## Aim
Show every line in the material below that contains the string "sneaker". Matching is case-sensitive.

## Material for this task
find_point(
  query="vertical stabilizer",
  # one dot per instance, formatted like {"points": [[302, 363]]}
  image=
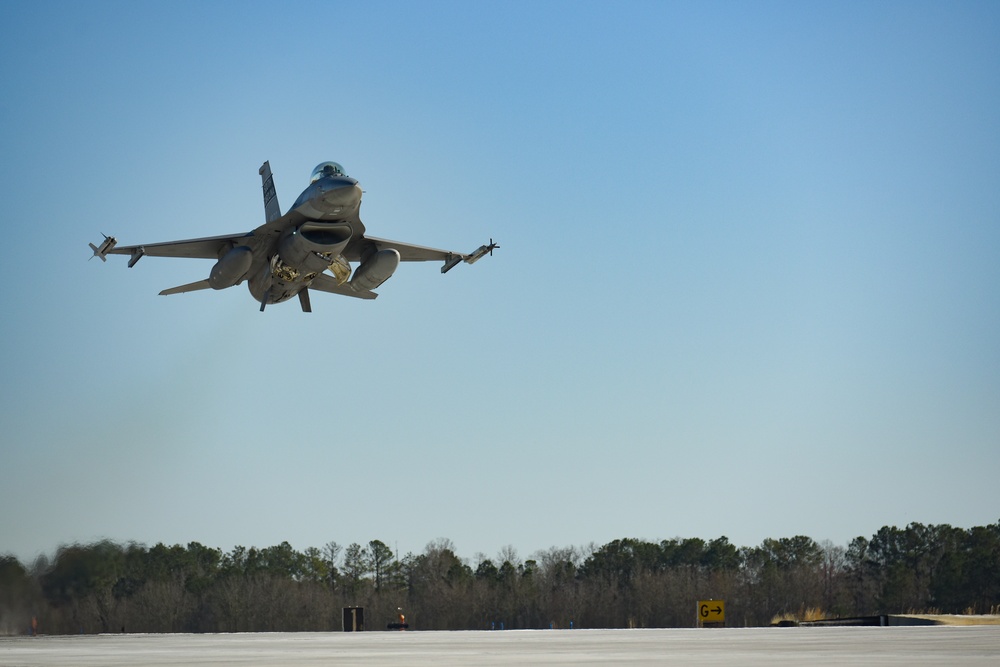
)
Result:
{"points": [[271, 209]]}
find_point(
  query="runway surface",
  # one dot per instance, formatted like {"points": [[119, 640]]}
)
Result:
{"points": [[749, 646]]}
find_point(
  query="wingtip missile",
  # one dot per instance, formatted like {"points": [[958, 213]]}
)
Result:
{"points": [[105, 247], [481, 252]]}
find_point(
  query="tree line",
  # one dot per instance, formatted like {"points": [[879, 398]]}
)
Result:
{"points": [[111, 587]]}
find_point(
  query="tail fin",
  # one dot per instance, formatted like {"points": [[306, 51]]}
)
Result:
{"points": [[271, 209]]}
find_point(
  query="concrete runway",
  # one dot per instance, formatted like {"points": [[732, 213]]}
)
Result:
{"points": [[745, 646]]}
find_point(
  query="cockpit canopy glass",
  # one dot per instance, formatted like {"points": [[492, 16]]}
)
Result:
{"points": [[326, 169]]}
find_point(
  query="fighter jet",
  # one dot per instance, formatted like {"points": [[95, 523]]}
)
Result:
{"points": [[310, 247]]}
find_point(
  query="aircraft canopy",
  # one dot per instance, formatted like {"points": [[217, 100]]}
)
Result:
{"points": [[326, 169]]}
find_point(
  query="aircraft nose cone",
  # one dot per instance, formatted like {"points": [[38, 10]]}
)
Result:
{"points": [[341, 193]]}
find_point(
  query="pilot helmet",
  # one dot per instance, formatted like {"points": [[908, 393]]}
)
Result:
{"points": [[325, 170]]}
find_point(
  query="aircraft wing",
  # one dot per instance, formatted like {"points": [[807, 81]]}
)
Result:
{"points": [[416, 253], [206, 248], [325, 283]]}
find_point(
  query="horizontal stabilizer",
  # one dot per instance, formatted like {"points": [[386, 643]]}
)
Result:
{"points": [[190, 287]]}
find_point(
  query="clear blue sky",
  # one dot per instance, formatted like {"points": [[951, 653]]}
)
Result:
{"points": [[749, 282]]}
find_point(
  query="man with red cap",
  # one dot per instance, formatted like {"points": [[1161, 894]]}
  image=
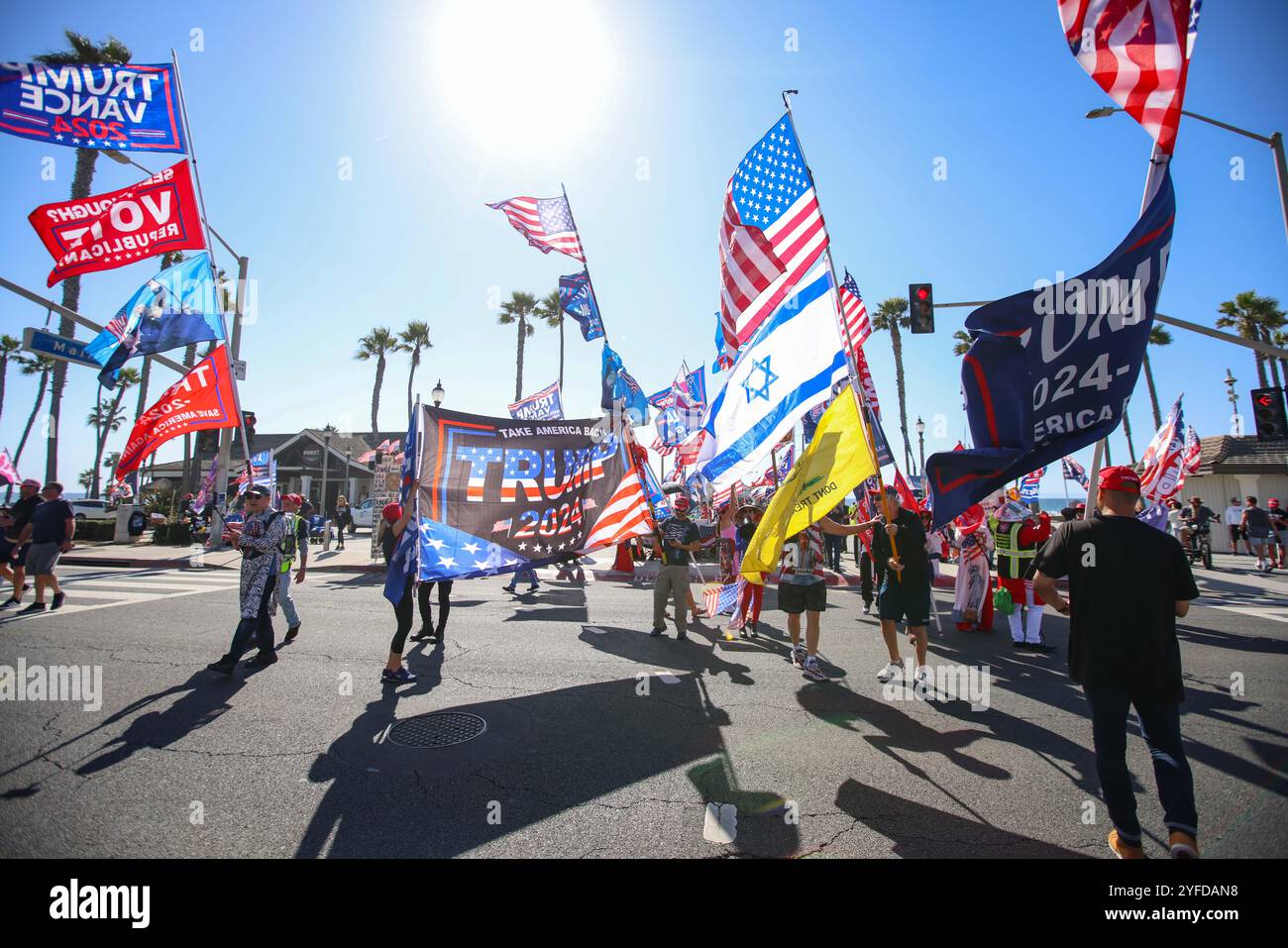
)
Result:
{"points": [[1017, 537], [1128, 583], [296, 543]]}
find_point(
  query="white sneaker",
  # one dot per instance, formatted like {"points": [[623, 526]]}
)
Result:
{"points": [[890, 672]]}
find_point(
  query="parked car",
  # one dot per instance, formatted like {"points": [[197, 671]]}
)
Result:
{"points": [[364, 513], [93, 509]]}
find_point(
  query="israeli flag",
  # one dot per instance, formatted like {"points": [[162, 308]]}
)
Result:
{"points": [[782, 372]]}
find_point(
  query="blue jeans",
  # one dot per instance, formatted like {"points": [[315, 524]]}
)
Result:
{"points": [[1160, 727]]}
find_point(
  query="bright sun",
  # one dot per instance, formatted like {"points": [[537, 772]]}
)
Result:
{"points": [[511, 71]]}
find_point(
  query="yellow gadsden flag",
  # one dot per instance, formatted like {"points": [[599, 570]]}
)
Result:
{"points": [[835, 463]]}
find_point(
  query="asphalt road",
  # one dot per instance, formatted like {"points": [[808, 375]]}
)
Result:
{"points": [[599, 740]]}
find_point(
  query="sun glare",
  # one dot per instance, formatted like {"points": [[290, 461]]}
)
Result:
{"points": [[536, 72]]}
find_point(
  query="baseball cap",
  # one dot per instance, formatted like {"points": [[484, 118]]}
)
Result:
{"points": [[1120, 478]]}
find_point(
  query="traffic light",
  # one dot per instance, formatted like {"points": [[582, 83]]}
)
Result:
{"points": [[1267, 410], [921, 308]]}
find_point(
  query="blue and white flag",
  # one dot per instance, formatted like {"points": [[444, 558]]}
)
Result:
{"points": [[406, 557], [782, 372], [176, 307], [578, 299], [1050, 369], [542, 406]]}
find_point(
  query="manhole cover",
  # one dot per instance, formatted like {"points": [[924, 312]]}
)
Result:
{"points": [[438, 729]]}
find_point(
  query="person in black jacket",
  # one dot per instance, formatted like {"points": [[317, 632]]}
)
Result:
{"points": [[1128, 582]]}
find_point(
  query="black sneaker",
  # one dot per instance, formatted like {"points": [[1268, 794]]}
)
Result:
{"points": [[262, 660]]}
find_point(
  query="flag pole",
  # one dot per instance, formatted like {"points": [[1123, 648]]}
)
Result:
{"points": [[861, 403], [585, 263], [210, 258]]}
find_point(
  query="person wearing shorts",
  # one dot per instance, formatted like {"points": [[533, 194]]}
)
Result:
{"points": [[51, 531], [803, 590], [906, 590], [13, 552]]}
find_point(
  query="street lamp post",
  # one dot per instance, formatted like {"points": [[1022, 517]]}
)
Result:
{"points": [[1275, 141], [1235, 420], [921, 443]]}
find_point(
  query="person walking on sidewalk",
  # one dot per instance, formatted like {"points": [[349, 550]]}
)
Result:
{"points": [[1128, 583], [261, 544], [296, 543], [51, 532], [679, 539], [13, 550]]}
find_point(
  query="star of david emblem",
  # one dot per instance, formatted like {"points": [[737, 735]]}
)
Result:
{"points": [[769, 378]]}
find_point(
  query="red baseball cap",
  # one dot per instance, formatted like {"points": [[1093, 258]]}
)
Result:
{"points": [[1120, 478]]}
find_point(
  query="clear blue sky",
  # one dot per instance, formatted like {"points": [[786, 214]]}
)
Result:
{"points": [[643, 111]]}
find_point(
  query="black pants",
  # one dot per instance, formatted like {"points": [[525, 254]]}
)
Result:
{"points": [[262, 626], [867, 567], [445, 603]]}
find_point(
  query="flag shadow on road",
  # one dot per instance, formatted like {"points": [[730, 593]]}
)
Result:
{"points": [[540, 756], [919, 831]]}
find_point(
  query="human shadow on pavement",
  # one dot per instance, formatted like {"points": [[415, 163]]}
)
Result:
{"points": [[919, 831], [540, 755], [664, 652]]}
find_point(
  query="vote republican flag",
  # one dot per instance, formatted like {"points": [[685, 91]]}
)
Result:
{"points": [[198, 401], [107, 231]]}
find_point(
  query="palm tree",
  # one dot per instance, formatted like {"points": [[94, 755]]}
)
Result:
{"points": [[519, 309], [413, 339], [9, 348], [893, 314], [550, 311], [108, 417], [1252, 316], [84, 52], [1157, 337], [375, 346]]}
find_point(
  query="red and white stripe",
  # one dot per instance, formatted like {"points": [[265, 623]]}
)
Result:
{"points": [[1137, 52], [522, 214], [625, 515], [795, 241], [858, 326]]}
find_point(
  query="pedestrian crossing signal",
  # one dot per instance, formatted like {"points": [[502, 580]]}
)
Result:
{"points": [[1267, 410], [921, 308]]}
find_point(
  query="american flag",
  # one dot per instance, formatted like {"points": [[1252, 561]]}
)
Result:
{"points": [[771, 235], [720, 600], [858, 326], [1073, 471], [1138, 53], [546, 222], [625, 515]]}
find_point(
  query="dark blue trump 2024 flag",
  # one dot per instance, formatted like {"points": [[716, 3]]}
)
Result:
{"points": [[1050, 369]]}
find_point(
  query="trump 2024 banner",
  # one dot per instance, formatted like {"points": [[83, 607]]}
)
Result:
{"points": [[1050, 371], [544, 406], [117, 228], [128, 108], [201, 399], [498, 494]]}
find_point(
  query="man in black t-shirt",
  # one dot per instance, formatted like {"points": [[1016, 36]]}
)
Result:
{"points": [[1128, 583], [13, 550]]}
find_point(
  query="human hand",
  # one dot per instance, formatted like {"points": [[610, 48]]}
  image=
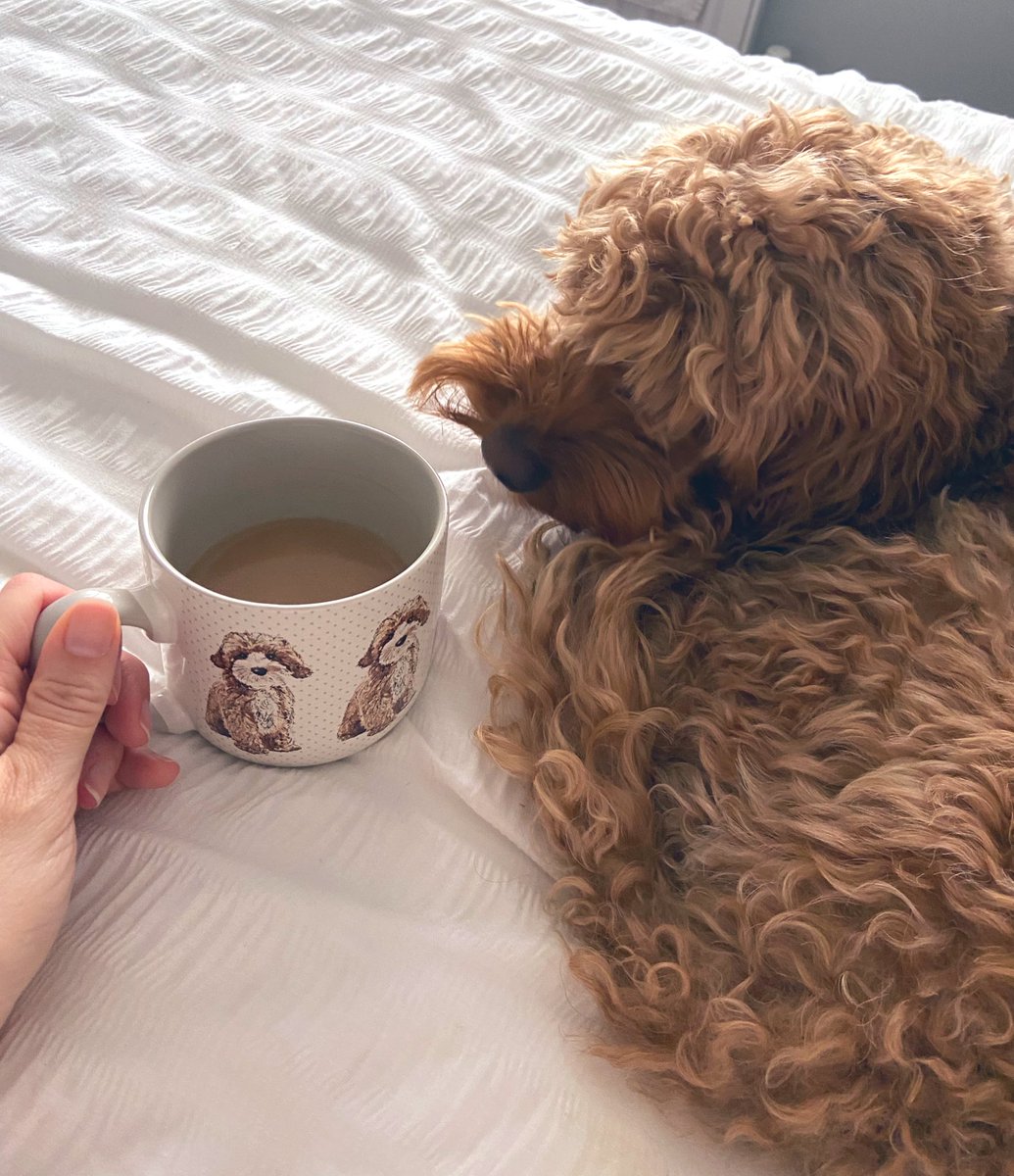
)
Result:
{"points": [[70, 735]]}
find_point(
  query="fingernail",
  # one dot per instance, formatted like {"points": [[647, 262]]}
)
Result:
{"points": [[87, 798], [92, 629]]}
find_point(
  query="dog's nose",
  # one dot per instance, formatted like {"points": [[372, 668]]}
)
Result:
{"points": [[511, 453]]}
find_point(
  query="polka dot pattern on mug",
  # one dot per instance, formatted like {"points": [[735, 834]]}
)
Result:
{"points": [[301, 685]]}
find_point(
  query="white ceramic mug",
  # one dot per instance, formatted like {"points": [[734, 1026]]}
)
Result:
{"points": [[286, 685]]}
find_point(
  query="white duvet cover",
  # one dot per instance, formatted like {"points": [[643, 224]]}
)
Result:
{"points": [[220, 210]]}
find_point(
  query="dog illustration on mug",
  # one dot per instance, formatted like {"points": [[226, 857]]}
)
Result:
{"points": [[252, 704], [391, 662]]}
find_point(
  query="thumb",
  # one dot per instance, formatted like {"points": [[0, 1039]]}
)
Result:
{"points": [[68, 695]]}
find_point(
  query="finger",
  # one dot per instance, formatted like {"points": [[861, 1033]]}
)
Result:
{"points": [[22, 600], [66, 698], [99, 770], [145, 769], [129, 717]]}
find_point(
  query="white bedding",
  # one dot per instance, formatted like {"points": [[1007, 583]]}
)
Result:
{"points": [[220, 210]]}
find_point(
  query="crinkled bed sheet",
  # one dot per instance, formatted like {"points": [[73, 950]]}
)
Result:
{"points": [[220, 210]]}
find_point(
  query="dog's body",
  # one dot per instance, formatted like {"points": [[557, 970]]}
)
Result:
{"points": [[754, 329], [251, 704], [778, 760], [391, 662]]}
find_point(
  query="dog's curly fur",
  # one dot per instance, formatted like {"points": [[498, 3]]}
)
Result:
{"points": [[754, 328], [775, 756], [786, 795], [254, 709]]}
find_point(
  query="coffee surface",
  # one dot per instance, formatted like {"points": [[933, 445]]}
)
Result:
{"points": [[297, 562]]}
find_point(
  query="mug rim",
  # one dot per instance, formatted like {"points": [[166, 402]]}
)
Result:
{"points": [[173, 460]]}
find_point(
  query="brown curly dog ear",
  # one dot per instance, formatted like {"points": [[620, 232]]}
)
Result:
{"points": [[232, 644], [555, 429], [812, 313], [416, 610]]}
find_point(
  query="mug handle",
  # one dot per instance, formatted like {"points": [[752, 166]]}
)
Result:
{"points": [[139, 609]]}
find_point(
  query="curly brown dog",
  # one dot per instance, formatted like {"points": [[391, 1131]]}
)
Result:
{"points": [[251, 704], [391, 663], [777, 758], [754, 327], [784, 795]]}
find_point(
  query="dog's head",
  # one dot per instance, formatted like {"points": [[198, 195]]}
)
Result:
{"points": [[258, 662], [797, 318], [396, 636]]}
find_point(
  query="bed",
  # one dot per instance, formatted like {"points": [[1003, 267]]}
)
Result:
{"points": [[213, 211]]}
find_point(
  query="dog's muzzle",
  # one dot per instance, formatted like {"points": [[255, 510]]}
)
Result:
{"points": [[511, 454]]}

## Finished answer
  query="white sneaker",
  query="black sneaker",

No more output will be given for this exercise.